WHAT TO PRODUCE
Nothing outside the range below should be printed. Output exactly the lines from the line with "# paths use fill-rule evenodd" to the line with "M 537 269 L", both included.

(RECORDS FOR THE TASK)

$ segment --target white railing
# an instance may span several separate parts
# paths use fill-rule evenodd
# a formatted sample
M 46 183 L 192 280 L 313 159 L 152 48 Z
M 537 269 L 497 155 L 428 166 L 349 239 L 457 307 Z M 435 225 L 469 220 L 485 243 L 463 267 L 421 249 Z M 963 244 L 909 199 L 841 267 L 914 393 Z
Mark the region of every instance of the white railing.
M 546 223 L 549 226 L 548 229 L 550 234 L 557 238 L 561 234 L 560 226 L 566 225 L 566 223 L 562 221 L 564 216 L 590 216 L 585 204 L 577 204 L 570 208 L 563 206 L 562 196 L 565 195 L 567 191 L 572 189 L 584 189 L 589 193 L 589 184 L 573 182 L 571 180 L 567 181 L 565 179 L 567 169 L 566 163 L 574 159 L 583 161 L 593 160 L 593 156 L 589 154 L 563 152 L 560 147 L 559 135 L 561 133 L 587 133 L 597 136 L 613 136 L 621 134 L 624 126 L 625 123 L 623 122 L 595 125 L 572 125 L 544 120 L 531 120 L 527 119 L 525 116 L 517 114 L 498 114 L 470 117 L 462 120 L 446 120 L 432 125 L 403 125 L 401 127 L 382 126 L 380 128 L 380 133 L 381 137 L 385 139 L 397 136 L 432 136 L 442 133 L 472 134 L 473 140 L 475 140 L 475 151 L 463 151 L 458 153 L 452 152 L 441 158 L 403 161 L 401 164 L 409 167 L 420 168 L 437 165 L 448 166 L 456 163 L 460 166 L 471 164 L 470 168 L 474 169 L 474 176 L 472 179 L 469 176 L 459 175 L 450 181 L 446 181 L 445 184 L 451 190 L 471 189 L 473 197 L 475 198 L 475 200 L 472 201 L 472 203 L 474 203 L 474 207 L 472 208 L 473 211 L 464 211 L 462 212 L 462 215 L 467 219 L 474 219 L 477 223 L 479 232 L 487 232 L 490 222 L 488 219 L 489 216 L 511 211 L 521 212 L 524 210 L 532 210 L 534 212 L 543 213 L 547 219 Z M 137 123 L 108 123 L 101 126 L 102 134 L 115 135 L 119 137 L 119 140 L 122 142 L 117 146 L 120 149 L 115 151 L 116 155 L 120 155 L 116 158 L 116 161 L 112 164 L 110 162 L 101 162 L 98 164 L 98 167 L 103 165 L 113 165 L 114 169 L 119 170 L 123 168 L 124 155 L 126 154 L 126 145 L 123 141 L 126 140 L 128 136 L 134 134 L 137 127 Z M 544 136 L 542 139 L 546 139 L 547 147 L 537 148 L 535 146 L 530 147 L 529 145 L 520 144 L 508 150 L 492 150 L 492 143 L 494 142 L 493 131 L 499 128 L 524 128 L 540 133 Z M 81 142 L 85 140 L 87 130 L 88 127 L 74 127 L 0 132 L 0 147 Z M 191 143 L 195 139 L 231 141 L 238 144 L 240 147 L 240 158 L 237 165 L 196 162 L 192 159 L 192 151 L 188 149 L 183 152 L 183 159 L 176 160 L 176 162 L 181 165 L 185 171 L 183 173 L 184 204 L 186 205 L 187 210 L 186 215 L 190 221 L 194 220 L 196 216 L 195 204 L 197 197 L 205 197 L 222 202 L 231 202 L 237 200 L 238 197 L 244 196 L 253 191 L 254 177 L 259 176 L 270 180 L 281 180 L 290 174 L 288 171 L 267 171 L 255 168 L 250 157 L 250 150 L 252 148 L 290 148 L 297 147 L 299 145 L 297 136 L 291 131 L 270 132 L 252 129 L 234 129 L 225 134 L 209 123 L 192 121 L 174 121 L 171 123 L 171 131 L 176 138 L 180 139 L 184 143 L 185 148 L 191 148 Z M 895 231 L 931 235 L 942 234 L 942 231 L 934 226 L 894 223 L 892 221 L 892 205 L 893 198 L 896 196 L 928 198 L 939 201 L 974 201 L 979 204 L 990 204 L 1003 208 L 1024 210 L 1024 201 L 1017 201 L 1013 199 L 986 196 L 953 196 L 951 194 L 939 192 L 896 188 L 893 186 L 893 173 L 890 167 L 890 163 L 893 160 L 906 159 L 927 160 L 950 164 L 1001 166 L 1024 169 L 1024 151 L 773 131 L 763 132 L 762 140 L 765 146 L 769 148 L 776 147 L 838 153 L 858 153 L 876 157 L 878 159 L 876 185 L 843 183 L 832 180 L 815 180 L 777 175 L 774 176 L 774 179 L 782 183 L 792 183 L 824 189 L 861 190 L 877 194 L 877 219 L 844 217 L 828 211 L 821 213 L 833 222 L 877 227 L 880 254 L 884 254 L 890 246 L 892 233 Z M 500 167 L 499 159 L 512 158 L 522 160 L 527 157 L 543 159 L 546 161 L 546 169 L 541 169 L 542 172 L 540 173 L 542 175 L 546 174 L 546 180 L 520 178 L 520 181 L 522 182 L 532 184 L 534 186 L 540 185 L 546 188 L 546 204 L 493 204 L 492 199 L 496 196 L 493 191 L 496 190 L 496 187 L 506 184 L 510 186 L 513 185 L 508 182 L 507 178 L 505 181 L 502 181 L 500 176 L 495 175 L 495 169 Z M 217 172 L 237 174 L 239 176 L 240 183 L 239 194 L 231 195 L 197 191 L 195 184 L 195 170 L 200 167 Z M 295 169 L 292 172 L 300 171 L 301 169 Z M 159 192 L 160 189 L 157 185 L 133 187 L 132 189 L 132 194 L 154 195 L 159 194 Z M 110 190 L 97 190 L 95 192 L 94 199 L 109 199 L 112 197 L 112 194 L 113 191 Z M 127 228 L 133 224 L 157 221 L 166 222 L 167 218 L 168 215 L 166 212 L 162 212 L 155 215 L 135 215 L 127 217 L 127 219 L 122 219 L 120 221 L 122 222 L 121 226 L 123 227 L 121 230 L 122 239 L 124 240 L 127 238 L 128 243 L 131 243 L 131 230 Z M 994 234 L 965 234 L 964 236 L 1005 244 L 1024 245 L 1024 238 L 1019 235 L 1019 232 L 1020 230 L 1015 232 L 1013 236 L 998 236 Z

(End RECORDS FOR THE TASK)

WRITTEN ANSWER
# paths use fill-rule evenodd
# a formatted sample
M 46 183 L 192 280 L 313 159 L 152 48 Z
M 537 269 L 497 155 L 428 166 L 349 239 L 457 307 Z M 435 225 L 469 220 L 485 243 L 463 267 L 421 249 Z M 963 244 L 909 199 L 841 267 L 914 393 Z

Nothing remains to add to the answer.